- Given instruction A
Pick out each line in the rows below that contains the word "light", and copy those lines.

- Page text
My birthday is on August 6th (next Monday), and I'm going to visit my Dad. i might be able to get atleast 50$ more dollars (he bought me a 600$ 32" panasonic LED tv, a 400$ Dell netbook, a Wii, a Nitendo DS lite, a trampoline, a 54" Panasonic #D tv., an ipod touch 4g, a pool, and various other luxories on other Holidays\birthdays), so I might be able to spend more. I'm not getting rats until atleast next January, but I'm trying to have everything ahead of time. i would have gotten some sooner if not for the death of a beloved teacher, my 6-year old beta, Guineay (my thought-she-was-a-monkey-or-any-other-climbing\jumping-animal-guinea-pig)who died to to blood piosoning, my favourite uncle, and more. i had everything, but then I wouldn't have been able to handle them as good as I could due to stress. 

Any other cages are welcome. I also realy cant order online due to high shipping prices. But any places with cheap shipping prices are welcome. i live in Southwestern Ontario.

- Entries shown

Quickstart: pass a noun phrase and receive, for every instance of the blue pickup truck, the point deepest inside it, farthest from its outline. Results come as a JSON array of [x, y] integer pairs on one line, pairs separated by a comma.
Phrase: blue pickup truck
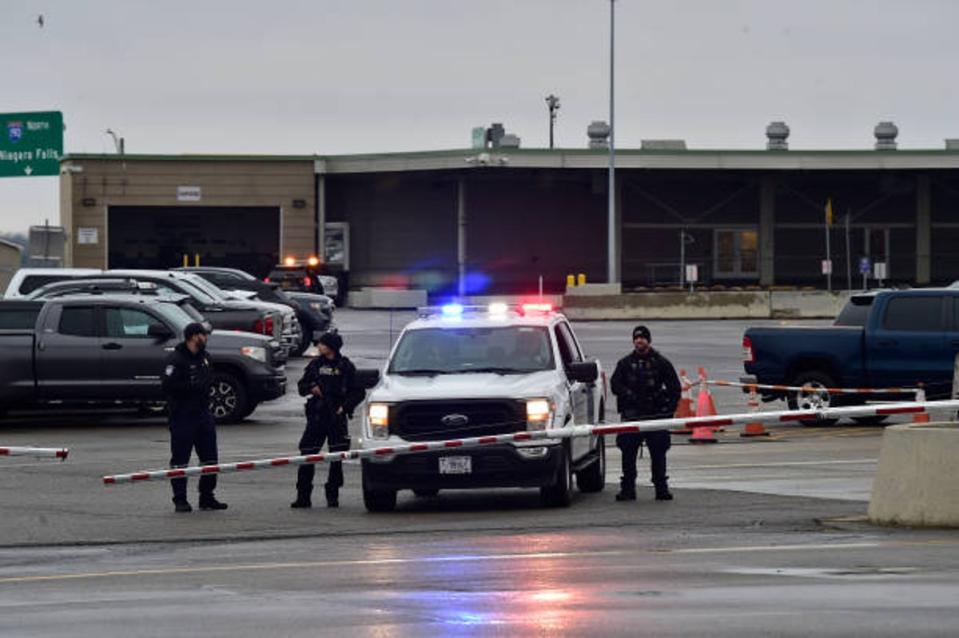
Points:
[[881, 339]]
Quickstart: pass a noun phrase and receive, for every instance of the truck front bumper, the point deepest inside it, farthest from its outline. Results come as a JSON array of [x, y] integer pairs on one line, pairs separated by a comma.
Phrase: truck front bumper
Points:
[[494, 466]]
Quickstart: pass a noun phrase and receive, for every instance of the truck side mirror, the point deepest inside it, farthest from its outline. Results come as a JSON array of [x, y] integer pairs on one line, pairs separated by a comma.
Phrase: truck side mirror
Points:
[[585, 372], [159, 332], [367, 378]]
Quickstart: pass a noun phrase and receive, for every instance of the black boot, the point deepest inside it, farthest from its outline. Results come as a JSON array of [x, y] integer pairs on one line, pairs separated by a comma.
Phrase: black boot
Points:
[[210, 503], [662, 492], [627, 491], [332, 496], [302, 501]]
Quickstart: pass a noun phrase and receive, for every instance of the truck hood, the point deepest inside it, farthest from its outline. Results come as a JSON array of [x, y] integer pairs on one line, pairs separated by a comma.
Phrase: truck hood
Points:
[[466, 386]]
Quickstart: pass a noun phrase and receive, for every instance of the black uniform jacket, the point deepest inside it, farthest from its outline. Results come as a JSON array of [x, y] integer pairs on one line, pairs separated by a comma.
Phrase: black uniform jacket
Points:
[[186, 381], [336, 379]]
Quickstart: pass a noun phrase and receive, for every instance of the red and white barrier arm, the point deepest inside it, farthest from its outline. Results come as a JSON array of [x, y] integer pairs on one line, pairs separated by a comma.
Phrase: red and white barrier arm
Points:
[[809, 388], [43, 452], [784, 416]]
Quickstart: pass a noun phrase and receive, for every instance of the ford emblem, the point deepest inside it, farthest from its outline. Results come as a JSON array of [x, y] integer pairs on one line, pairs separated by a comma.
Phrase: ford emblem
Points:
[[455, 420]]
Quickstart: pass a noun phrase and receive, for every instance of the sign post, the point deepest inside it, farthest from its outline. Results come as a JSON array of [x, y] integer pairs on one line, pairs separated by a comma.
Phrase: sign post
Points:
[[31, 144]]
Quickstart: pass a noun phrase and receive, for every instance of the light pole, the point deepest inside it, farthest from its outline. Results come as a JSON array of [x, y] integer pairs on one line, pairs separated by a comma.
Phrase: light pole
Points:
[[612, 265], [552, 103]]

- Given instruction B
Duplicate the part of the forum post above that runs between "Any other cages" and "in Southwestern Ontario.", inclusive.

- Exercise result A
Quickstart: pass a noun phrase and receive, for every instance of the light pole, the point deepest inside it, farthest from its outline. Results come as a JSON array of [x, y] integer pairs on one line, pairs separated by a comma.
Phrase: light pole

- Exercise result B
Any other cages are welcome. I also realy cant order online due to high shipping prices. But any places with cheap shipping prices are welcome. i live in Southwestern Ontario.